§ Problem:
Please turn every line of the data listing below into a JSON list of strings, one string per line, leaving out blank lines.

Data listing

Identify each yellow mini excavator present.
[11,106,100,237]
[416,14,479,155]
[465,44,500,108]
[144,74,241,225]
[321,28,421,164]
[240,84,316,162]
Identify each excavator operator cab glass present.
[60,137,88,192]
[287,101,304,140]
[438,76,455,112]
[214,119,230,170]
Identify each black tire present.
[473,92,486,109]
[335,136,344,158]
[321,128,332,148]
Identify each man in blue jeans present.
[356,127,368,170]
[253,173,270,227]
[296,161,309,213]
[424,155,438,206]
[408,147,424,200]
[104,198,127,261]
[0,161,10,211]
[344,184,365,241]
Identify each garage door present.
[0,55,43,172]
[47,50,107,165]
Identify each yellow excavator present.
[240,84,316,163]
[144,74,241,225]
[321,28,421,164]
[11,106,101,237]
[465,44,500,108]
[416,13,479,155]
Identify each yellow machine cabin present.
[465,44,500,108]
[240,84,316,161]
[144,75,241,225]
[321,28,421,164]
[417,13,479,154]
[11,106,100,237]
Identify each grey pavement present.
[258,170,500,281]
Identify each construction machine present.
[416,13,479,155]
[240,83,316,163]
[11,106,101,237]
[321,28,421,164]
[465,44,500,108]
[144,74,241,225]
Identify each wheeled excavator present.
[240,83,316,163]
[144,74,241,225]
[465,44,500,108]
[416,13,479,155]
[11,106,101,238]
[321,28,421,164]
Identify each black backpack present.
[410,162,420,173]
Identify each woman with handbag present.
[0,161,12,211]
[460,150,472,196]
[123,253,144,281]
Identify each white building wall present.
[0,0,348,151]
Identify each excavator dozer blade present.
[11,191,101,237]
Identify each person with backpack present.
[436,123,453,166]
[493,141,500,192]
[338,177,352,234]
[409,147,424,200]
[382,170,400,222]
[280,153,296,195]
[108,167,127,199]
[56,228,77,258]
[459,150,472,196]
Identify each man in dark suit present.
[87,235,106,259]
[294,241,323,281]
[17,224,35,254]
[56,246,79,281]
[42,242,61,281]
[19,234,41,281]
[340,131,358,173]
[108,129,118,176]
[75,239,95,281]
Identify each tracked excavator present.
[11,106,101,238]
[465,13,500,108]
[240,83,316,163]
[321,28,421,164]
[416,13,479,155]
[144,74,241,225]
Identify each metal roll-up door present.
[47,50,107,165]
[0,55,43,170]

§ Solution:
[
  "Identify each yellow mini excavator present.",
  "[11,106,100,237]",
  "[416,14,479,155]",
  "[465,44,500,108]",
  "[144,74,241,225]",
  "[321,28,421,164]",
  "[240,84,316,162]",
  "Identify each excavator operator cab glass present.",
  "[60,137,88,192]",
  "[287,101,304,140]",
  "[438,76,455,112]",
  "[214,119,230,170]",
  "Identify each black tire present.",
  "[473,92,486,109]",
  "[335,136,344,158]",
  "[321,128,332,148]",
  "Identify each man in blue jeans present.",
  "[356,127,368,170]",
  "[253,173,270,227]",
  "[296,161,309,213]",
  "[424,155,438,206]",
  "[408,147,424,200]",
  "[104,198,127,261]",
  "[0,161,10,211]",
  "[344,184,365,241]",
  "Identify each garage door present.",
  "[0,55,43,172]",
  "[47,50,107,165]",
  "Identify each yellow excavator present.",
  "[240,84,316,163]",
  "[144,74,241,225]",
  "[321,28,421,164]",
  "[11,106,101,237]",
  "[465,44,500,108]",
  "[416,13,479,155]",
  "Identify each yellow machine cabin present.",
  "[465,44,500,108]",
  "[240,84,316,161]",
  "[144,75,241,225]",
  "[321,28,421,164]",
  "[417,13,479,154]",
  "[11,106,100,237]",
  "Identify each grey pavement present.",
  "[258,170,500,281]",
  "Identify each construction machine present.",
  "[416,13,479,155]",
  "[240,83,316,163]",
  "[11,106,101,237]",
  "[321,28,421,164]",
  "[465,44,500,108]",
  "[144,74,241,225]",
  "Identify each wheeled excavator present.",
  "[240,83,316,163]",
  "[144,74,241,225]",
  "[465,44,500,108]",
  "[416,13,479,155]",
  "[11,106,101,238]",
  "[321,28,421,164]",
  "Identify each black backpack present.",
  "[410,162,420,173]",
  "Identify each woman with handbag present.",
  "[0,161,12,211]",
  "[460,150,472,196]",
  "[123,253,144,281]",
  "Identify each white building wall present.",
  "[0,0,348,151]",
  "Identify each excavator dozer blade present.",
  "[11,191,101,237]",
  "Identify each person with backpack present.",
  "[436,123,453,166]",
  "[493,141,500,192]",
  "[338,177,352,234]",
  "[409,147,424,200]",
  "[382,170,400,222]",
  "[280,153,296,195]",
  "[108,167,127,199]",
  "[56,228,77,258]",
  "[459,150,472,196]",
  "Identify each man in dark suit present.",
  "[87,235,106,259]",
  "[294,241,323,281]",
  "[17,224,35,254]",
  "[56,246,79,281]",
  "[42,242,61,281]",
  "[19,234,41,281]",
  "[340,131,358,173]",
  "[108,129,118,176]",
  "[75,239,95,281]",
  "Identify each tracked excavator present.",
  "[11,106,101,238]",
  "[465,13,500,108]",
  "[240,83,316,163]",
  "[321,28,421,164]",
  "[416,13,479,155]",
  "[144,74,241,225]",
  "Identify each metal roll-up door present.",
  "[47,50,107,165]",
  "[0,55,43,170]"
]